_Assignment_
Every line of the data should be retyped with no difference from the original.

* * *

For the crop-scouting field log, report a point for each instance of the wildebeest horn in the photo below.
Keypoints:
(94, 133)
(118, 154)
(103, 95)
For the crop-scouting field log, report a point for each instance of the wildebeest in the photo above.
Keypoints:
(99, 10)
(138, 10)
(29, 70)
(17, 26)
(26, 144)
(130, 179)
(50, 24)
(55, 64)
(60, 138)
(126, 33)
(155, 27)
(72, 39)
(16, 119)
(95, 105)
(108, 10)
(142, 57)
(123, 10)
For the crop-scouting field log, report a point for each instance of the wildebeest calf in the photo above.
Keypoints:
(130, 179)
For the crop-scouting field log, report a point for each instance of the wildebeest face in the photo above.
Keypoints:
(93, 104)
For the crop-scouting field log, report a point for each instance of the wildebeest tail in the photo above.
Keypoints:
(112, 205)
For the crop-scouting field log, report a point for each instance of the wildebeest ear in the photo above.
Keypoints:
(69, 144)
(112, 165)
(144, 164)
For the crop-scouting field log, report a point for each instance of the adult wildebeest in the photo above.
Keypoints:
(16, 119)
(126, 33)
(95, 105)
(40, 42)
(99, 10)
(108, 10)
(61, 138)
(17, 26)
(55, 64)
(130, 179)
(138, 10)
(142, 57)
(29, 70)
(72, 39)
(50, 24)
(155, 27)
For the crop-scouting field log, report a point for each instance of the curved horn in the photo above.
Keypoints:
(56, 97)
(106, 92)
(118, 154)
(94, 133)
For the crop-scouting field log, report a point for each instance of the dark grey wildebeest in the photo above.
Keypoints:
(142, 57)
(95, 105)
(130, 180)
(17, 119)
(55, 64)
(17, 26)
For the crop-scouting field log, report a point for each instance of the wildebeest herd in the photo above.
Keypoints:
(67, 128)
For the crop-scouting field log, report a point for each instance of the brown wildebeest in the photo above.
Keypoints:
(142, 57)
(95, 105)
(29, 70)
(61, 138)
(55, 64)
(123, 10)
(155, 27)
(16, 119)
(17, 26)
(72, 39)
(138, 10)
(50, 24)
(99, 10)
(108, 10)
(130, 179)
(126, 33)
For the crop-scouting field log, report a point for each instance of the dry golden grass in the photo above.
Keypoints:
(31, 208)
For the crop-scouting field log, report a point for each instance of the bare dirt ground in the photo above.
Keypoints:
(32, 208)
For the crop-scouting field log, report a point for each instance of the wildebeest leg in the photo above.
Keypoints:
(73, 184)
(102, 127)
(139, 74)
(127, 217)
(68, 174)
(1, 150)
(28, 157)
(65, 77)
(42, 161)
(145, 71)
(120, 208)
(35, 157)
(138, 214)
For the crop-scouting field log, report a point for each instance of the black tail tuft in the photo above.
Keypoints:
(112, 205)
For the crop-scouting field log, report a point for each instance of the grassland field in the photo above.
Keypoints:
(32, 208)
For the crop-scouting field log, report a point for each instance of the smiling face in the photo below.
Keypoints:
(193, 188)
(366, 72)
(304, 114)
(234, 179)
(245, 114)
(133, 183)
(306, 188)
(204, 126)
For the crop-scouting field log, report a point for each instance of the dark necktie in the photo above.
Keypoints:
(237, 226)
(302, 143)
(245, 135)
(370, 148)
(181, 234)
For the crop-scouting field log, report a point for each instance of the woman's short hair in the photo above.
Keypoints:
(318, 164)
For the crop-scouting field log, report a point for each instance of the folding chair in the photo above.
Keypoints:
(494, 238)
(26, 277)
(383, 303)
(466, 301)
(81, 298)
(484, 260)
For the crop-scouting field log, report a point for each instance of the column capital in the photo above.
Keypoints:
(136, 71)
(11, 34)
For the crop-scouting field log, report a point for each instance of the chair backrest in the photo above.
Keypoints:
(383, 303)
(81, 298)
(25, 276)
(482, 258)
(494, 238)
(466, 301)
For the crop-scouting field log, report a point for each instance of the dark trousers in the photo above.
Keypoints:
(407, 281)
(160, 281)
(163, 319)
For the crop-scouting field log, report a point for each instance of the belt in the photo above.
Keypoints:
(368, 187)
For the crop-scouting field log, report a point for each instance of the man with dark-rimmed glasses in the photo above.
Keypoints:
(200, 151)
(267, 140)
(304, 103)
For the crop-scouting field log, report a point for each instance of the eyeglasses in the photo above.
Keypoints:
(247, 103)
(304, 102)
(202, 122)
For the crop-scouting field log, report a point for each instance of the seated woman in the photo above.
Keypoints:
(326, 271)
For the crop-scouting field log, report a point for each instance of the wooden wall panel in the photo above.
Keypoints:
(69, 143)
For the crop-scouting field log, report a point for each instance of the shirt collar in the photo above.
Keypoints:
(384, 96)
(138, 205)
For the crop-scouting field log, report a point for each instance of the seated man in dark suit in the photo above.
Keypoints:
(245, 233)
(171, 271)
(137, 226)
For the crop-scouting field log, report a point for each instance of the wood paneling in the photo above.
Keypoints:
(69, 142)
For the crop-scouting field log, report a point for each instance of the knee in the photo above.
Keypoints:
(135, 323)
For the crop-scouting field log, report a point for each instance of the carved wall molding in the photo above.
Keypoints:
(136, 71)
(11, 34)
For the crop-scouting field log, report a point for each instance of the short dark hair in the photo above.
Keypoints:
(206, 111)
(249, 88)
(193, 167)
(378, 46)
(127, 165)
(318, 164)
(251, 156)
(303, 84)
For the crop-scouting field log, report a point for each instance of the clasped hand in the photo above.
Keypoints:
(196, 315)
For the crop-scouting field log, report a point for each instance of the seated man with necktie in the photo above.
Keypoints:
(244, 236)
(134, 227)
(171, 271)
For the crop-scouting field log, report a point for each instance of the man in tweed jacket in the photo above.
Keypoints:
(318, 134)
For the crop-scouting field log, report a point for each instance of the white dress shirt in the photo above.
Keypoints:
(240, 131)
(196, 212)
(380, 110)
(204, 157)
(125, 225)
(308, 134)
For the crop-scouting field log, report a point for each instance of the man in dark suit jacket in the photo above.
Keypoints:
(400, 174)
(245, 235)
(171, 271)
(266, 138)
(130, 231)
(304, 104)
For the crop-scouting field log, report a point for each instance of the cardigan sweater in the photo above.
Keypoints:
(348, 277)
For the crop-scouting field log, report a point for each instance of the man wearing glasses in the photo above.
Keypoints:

* * *

_Answer to this exercise_
For the crop-scouting field log, report a point for each instance of the wildebeest horn in the photo below.
Keypoints:
(94, 133)
(118, 154)
(103, 95)
For the crop-scouting field log, report a point for each instance of the wildebeest in the photo above.
Keypoints:
(99, 10)
(138, 10)
(29, 70)
(17, 26)
(26, 144)
(130, 179)
(50, 24)
(55, 64)
(60, 138)
(126, 33)
(155, 27)
(72, 39)
(16, 119)
(95, 105)
(108, 10)
(142, 57)
(123, 10)
For the crop-scouting field log, report a point for each instance of the wildebeest calf in the photo above.
Keypoints:
(130, 179)
For the crop-scouting field log, report a point for each instance of the wildebeest face in the photo above.
Keypoints:
(93, 104)
For the crop-scouting field log, report a point for each instance of the wildebeest tail in the photo above.
Keypoints:
(112, 205)
For the crop-scouting field log, report a point for each instance of the wildebeest ear in the photo above.
Keypoints:
(69, 144)
(112, 165)
(144, 164)
For the crop-scouting field log, report a point for each instance of the adult wildebeest in the photo above.
Keypoints:
(16, 119)
(126, 33)
(95, 105)
(40, 42)
(99, 10)
(108, 10)
(61, 138)
(17, 26)
(55, 64)
(130, 179)
(138, 10)
(142, 57)
(29, 70)
(72, 39)
(50, 24)
(155, 27)
For the crop-scouting field log, report a point for each instance of the curved horn in the photo above.
Keypoints:
(56, 97)
(106, 92)
(118, 154)
(94, 133)
For the crop-scouting field log, report a point for each instance of the dark grey wildebeest in the photo above.
Keypoints:
(142, 57)
(95, 105)
(130, 180)
(17, 119)
(55, 64)
(17, 26)
For the crop-scouting field log, report a point for each instance of the wildebeest herd in the photo above.
Keypoints:
(67, 128)
For the crop-scouting field log, report a point for each instance of the brown wildebeest in the photo above.
Keypoints:
(142, 57)
(95, 105)
(29, 70)
(61, 138)
(55, 64)
(123, 10)
(155, 27)
(16, 119)
(17, 26)
(72, 39)
(138, 10)
(50, 24)
(99, 10)
(108, 10)
(130, 179)
(126, 33)
For the crop-scouting field log, report a point for each instance of the dry golden grass in the photo above.
Keypoints:
(31, 208)
For the crop-scouting field log, report a point for each instance of the bare dirt ground in the photo above.
Keypoints:
(32, 208)
For the crop-scouting field log, report a point for each instance of the wildebeest leg in the photo above.
Keypoints:
(73, 184)
(102, 127)
(139, 74)
(127, 217)
(68, 174)
(1, 150)
(28, 157)
(65, 77)
(42, 161)
(145, 71)
(120, 208)
(35, 157)
(138, 214)
For the crop-scouting field log, report a point for each instance of the black tail tuft in the photo above.
Keypoints:
(112, 205)
For the crop-scouting field log, report a point for each instance of the grassland field in the photo above.
Keypoints:
(32, 208)
For the crop-scouting field log, report a point for each instance of the smiling face in the photo below.
Keypoints:
(193, 188)
(366, 72)
(304, 114)
(234, 179)
(245, 114)
(133, 183)
(306, 188)
(204, 126)
For the crop-scouting field log, report a point for each instance of the dark necktie in the photo above.
Keypoints:
(237, 226)
(302, 143)
(245, 135)
(370, 148)
(181, 234)
For the crop-scouting field log, report a point for each instance of the woman's short hair in the photo above.
Keypoints:
(318, 164)
For the crop-scouting field log, report a point for each instance of the folding chair in the photo above.
Keypoints:
(494, 238)
(26, 277)
(383, 303)
(466, 301)
(81, 298)
(484, 260)
For the crop-scouting field log, report a point for each instance of the column capital in the photo above.
Keypoints:
(136, 71)
(11, 34)
For the crop-scouting field log, report a point for each instance of the chair backrest in the photo above.
Keypoints:
(383, 303)
(81, 298)
(25, 276)
(482, 258)
(494, 238)
(466, 301)
For the crop-scouting field log, report a point for each instance of the dark trousers in the photo above.
Keypoints:
(407, 281)
(160, 281)
(163, 319)
For the crop-scouting field log, report a point for each instance of the belt in the photo above.
Keypoints:
(368, 187)
For the crop-scouting field log, report a point for each instance of the man with dark-rimmed glasses in the photo above.
Keypoints:
(200, 151)
(267, 140)
(304, 103)
For the crop-scouting field log, report a point for each instance of the eyeglasses in the photo above.
Keypoints:
(247, 103)
(304, 102)
(202, 122)
For the crop-scouting field log, report a point for each instance of the seated woman in the photo above.
Keypoints:
(326, 271)
For the crop-scouting field log, report a point for each instance of the wooden wall panel in the photo above.
Keypoints:
(69, 143)
For the crop-scouting field log, report a point for each instance of the shirt collar in the photo above.
Keypoints:
(384, 96)
(138, 205)
For the crop-scouting field log, report a point for each instance of the seated man in dark suit in the photo above.
Keypoints:
(245, 233)
(171, 271)
(137, 226)
For the crop-scouting field log, report a point for each instance of the wood paneling in the photo above.
Keypoints:
(69, 142)
For the crop-scouting field log, report a point for each instance of the knee in the photo above.
Keypoints:
(135, 323)
For the crop-scouting field log, report a point for each instance of the carved wall molding in the photo above.
Keypoints:
(136, 71)
(11, 34)
For the crop-scouting field log, report a point for each instance of the short dark hair in the photo above.
Keypoints:
(206, 111)
(249, 88)
(193, 167)
(378, 46)
(127, 165)
(318, 164)
(251, 156)
(303, 84)
For the crop-scouting field log, report a point for each instance of the clasped hand in the photo above.
Keypoints:
(196, 315)
For the crop-scouting field log, report a point for each instance of the seated man with necktie in the photo above.
Keypoints:
(244, 236)
(134, 227)
(171, 271)
For the crop-scouting field log, report a point for each instance of the man in tweed jacket in the photo above.
Keypoints:
(318, 134)
For the crop-scouting field log, report a point for each instance of the white dress shirt in the photo above.
Keypoints:
(240, 131)
(196, 212)
(380, 110)
(204, 157)
(125, 225)
(308, 134)
For the crop-scouting field log, report a point for each instance of the man in dark suit jacket in the photo above.
Keypoints:
(400, 174)
(245, 235)
(171, 271)
(266, 138)
(130, 231)
(304, 104)
For the crop-scouting field log, report a point for each instance of the cardigan sweater in the photo above.
Keypoints:
(348, 277)
For the crop-scouting field log, report a point for each instance of the man wearing glasses in the photo above.
Keypoints:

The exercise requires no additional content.